━━━ QUOTED TEXT

This June 22 is the 68th anniversary of the start of the war. We used the historical weather and historical setup (found only in the Avalanche Press game page) to replicate what actually the Germans were facing at that time. I found that while the historical light mud and mud weather in turn 4 and 5 slowed the German advance for quite a substantial amount after a while, the clear weather in Novemeber 1941 actually revived the German hope of an onslaught again to Leningrad, Moscow and Bryansk at the same time and the chance of capturing one of them, was not as slight as it might seem.

Supply
The supply rules are relatively simple and yet very effective. Supply cannot be traced through enemy ZOC unless you have a friendly unit to negate the ZOC presence. I saw my opponent Lai playing the Soviet, using his numerical superiority to outflank me from the side in the Voronezh - Stalino area, found the way to cut the supply lines to the weakly defended area by the Axis Romanian units. In the end, he even threatened the city of Kiev.

Movement
Movement depends very much on the weather. Bascially both sides can move in their regular movement phase, then again on the exploitation phase with reduced movement rate: the German armor units can move 3 movement points while the Soviet armors can only have 2 movement points. Infantry, calvary and shock units can have 1 movement points. 2 combats therefore can be conducted in each phase in a single turn. The German units have to utilize this attempting to have a major breakthrough, while the Soviets combining the strategic rail movement (6 units a turn for the Soviet! Only 3 for the German and was reduced in snow to 2.) There is no railhead counters in the game but you can only rail your units over those already "controlled" by your side, being the last one moving over the rail hexes. Sounds a lot like the old Russian Campaign? You bet.

Combat
Combat System is the typical Avalanche Press' "roll-a-6-to-hit" with the number of combat strength representing the no. of dices you are going to roll. Sadly, the game only provides one dice and the rest you have to find somewhere from your local gaming buddies...especially those ASLers who would be so kindly offer the dices generously. I myself don't like this sort of system particularly where you might find a unit almost surrounded by the enemy units inflicted casualties to the attacker without being damaged sometime if your roll is poor! There is no "concentric" attack rule like that of Ty Bomba advocate per se. But then, historical results showed that a besieged unit in a city could always hold out a bit longer than expected, didn't they? This combat system could simulate about that quite nicely.

━━━━━━
━━━ PROVIDED MATERIAL

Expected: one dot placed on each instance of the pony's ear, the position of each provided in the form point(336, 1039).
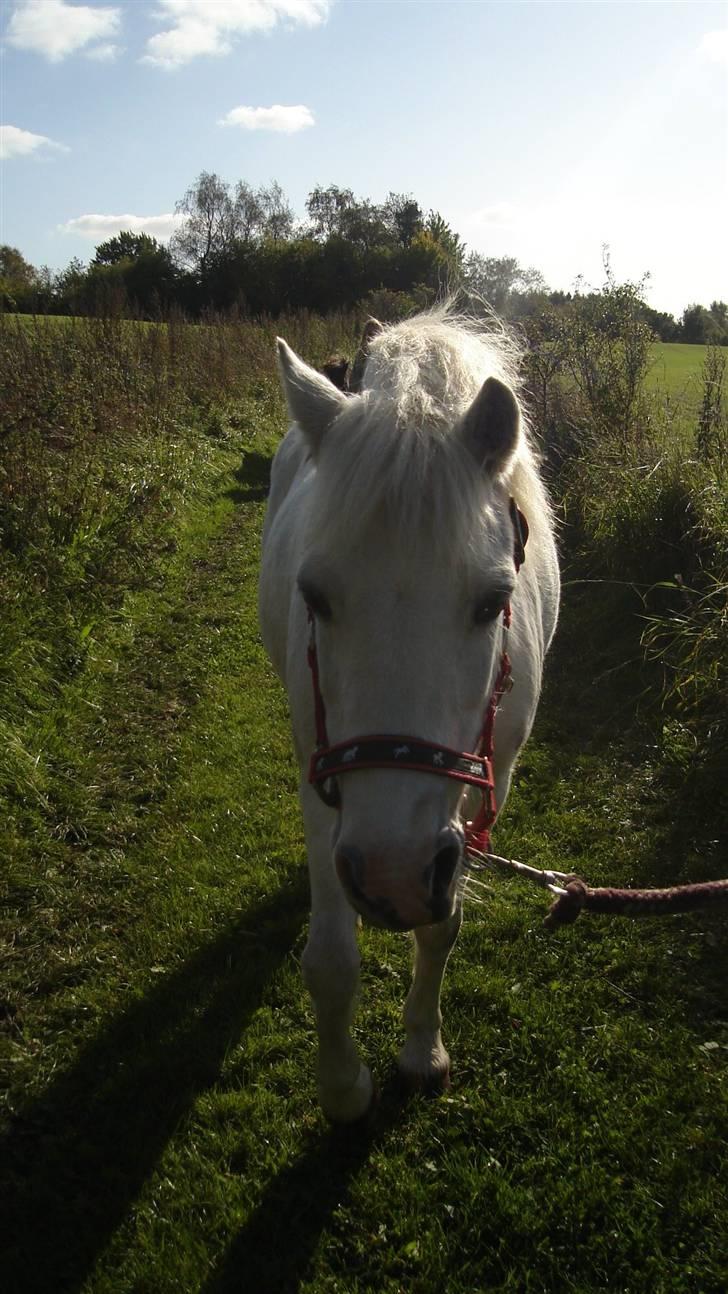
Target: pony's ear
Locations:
point(313, 400)
point(492, 426)
point(371, 329)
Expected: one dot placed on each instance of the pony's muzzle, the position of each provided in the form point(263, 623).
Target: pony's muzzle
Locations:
point(393, 889)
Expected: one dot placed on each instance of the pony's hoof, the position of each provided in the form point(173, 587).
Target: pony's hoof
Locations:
point(352, 1104)
point(424, 1082)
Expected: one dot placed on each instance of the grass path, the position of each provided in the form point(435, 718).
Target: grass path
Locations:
point(163, 1134)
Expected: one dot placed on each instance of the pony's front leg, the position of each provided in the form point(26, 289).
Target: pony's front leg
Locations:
point(331, 975)
point(424, 1065)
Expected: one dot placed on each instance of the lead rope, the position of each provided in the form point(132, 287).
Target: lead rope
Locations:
point(573, 896)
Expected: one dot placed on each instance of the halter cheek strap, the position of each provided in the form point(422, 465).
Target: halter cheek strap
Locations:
point(398, 751)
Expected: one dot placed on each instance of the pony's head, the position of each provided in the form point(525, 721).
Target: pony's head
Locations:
point(406, 567)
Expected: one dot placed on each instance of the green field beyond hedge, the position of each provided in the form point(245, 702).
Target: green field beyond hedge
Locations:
point(160, 1130)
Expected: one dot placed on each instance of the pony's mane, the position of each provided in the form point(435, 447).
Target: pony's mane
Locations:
point(393, 449)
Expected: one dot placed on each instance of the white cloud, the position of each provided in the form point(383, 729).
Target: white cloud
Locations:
point(210, 26)
point(714, 47)
point(276, 118)
point(16, 142)
point(97, 228)
point(499, 215)
point(106, 53)
point(56, 29)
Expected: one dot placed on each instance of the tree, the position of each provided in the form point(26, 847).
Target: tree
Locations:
point(326, 208)
point(210, 221)
point(450, 242)
point(402, 218)
point(124, 246)
point(498, 278)
point(277, 212)
point(18, 280)
point(248, 214)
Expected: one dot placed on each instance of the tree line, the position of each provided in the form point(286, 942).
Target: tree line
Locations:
point(239, 249)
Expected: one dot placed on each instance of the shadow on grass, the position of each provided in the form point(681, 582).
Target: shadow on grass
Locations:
point(76, 1158)
point(274, 1249)
point(252, 478)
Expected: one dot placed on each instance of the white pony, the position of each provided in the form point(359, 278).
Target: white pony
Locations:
point(389, 576)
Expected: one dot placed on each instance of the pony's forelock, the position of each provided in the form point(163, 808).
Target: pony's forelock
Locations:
point(392, 453)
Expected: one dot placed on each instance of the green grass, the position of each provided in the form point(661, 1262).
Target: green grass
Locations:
point(676, 369)
point(157, 1048)
point(162, 1127)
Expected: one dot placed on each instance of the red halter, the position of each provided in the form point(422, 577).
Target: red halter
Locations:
point(398, 751)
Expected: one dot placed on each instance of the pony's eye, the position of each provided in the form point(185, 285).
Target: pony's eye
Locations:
point(489, 610)
point(317, 602)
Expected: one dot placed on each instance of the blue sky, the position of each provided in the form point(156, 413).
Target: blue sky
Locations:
point(538, 130)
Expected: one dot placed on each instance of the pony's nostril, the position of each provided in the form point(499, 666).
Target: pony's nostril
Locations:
point(444, 867)
point(349, 865)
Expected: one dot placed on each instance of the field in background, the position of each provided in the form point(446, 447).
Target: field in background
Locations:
point(157, 1044)
point(676, 368)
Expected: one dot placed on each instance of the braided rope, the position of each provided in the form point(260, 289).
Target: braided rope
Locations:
point(625, 902)
point(573, 896)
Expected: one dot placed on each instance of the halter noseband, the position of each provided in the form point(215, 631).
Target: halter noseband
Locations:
point(397, 751)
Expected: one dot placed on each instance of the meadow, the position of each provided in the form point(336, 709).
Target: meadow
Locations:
point(160, 1129)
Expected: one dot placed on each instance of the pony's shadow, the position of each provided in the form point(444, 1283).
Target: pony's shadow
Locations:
point(304, 1193)
point(252, 478)
point(78, 1157)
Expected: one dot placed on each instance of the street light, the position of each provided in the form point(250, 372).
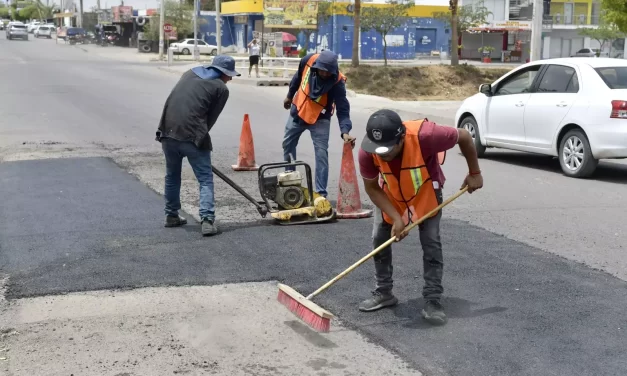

━━━━━━

• _TASKS TO PERFORM_:
**A.** According to the wargame review, how many units per turn can the Soviet side move by strategic rail?
**B.** List every geographic place name that appears in the wargame review.
Base your answers on the wargame review alone.

• _THE RESPONSES_:
**A.** Six units a turn.

**B.** Leningrad, Moscow, Bryansk, Voronezh, Stalino, Kiev